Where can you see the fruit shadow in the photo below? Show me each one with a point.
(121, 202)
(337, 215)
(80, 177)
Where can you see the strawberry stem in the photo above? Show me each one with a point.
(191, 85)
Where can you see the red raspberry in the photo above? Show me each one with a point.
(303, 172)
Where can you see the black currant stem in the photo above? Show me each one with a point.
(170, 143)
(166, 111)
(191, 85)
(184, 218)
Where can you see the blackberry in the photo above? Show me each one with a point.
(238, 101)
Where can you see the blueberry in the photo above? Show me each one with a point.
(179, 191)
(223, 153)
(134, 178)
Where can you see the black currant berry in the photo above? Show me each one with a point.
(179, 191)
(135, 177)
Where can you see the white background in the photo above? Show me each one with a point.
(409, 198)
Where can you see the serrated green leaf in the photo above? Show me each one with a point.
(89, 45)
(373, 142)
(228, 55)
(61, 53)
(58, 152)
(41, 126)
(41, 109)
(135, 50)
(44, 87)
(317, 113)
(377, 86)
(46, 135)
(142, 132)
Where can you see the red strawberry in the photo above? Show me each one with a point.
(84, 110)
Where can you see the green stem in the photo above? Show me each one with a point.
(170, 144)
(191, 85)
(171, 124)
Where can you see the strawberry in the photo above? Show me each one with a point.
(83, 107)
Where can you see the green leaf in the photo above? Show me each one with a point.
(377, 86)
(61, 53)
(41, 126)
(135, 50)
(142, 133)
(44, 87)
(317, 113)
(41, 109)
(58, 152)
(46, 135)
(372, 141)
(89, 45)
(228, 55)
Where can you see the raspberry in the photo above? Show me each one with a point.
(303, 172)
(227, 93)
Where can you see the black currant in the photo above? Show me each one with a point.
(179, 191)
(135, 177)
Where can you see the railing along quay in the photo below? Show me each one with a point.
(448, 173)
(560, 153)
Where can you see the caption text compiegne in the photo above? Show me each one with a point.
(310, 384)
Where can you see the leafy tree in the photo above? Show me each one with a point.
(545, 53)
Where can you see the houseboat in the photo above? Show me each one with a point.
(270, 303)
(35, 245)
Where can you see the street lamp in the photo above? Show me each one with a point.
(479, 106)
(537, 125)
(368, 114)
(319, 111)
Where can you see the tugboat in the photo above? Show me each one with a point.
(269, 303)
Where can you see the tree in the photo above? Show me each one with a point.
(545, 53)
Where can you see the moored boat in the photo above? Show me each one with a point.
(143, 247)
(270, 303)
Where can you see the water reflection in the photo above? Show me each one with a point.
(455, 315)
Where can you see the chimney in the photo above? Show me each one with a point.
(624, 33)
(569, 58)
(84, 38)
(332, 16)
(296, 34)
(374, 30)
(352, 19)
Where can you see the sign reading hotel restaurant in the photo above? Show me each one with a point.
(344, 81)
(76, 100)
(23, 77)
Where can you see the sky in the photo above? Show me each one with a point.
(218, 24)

________________________

→ **STATED TASK**: Return the material exactly as it stands.

→ **COMPLETED EXERCISE**:
Where can you see the fruit shadow in the photo below? Show me each one with a point.
(121, 202)
(337, 215)
(80, 177)
Where can you see the strawberry stem in the photo above? Show me each one with a point.
(191, 85)
Where can you see the red raspberry in the photo above? Show me each one with a point.
(303, 172)
Where can you see the black currant stem in the photo above? Show me each one with a point.
(170, 143)
(166, 111)
(191, 85)
(184, 218)
Where can you see the blackberry in the photo above? Show me each one with a point.
(238, 101)
Where can you see the blueberry in the photo above? Show me each one with a point.
(179, 191)
(223, 153)
(134, 178)
Where can you see the black currant berry in the photo above? Show me each one with a point.
(179, 191)
(135, 177)
Where can you see the white background in the photo above? Show me each one with a point.
(409, 198)
Where can you see the serrated green leaf in the photo above? Show me each one with a point.
(89, 45)
(373, 142)
(228, 55)
(61, 53)
(58, 152)
(41, 126)
(41, 109)
(135, 50)
(44, 87)
(317, 113)
(377, 86)
(46, 135)
(142, 132)
Where can you see the red strawberry in the photo above? Show me each one with a point.
(84, 110)
Where can you see the green stem in the photo above? Show me each one with a point.
(170, 144)
(191, 85)
(171, 124)
Where can you see the strawberry in the photo above? Show me each one with a point.
(83, 107)
Where can you see the green leaf in the photo above? Show me each one with a point.
(377, 86)
(61, 53)
(41, 126)
(135, 50)
(142, 133)
(44, 87)
(317, 113)
(41, 109)
(58, 152)
(46, 135)
(372, 141)
(89, 45)
(228, 55)
Where can you see the raspberry in the photo above? Show me each one with a point.
(303, 172)
(227, 93)
Where can you see the black currant in the photo above? Show me each one with a point.
(179, 191)
(135, 177)
Where can you see the railing along quay in the photo below? Show me each one with a point.
(448, 173)
(560, 153)
Where can you see the caption text compiegne in the photo above? Show me each one with a point.
(310, 384)
Where can you see the leafy tree in the photo above? Show me each one with a point.
(545, 53)
Where can you see the houseboat in the photo above? Show me each one with a point.
(270, 303)
(35, 245)
Where can you see the street lamp in the photo above? Show me each one with a point.
(479, 106)
(537, 125)
(368, 114)
(319, 111)
Where can you see the tugboat in the photo above? Show me each one with a point.
(269, 303)
Where can you see the tree in the photo above? Show me each one with a point.
(545, 53)
Where can you see the moored boat in the photo above? Show me each one with a point.
(143, 247)
(270, 303)
Where can you see the water reflection in the photo above? Show me each one with a point.
(455, 315)
Where can you see the chimney in the photo above? Show me each one with a point.
(624, 33)
(569, 58)
(84, 38)
(332, 16)
(296, 34)
(374, 30)
(352, 19)
Where can you see the sign reading hotel restaurant in the photo above? Show me each one with a point.
(344, 81)
(76, 100)
(23, 77)
Where can you see the sky in the photo above? Show me each one with a point.
(218, 24)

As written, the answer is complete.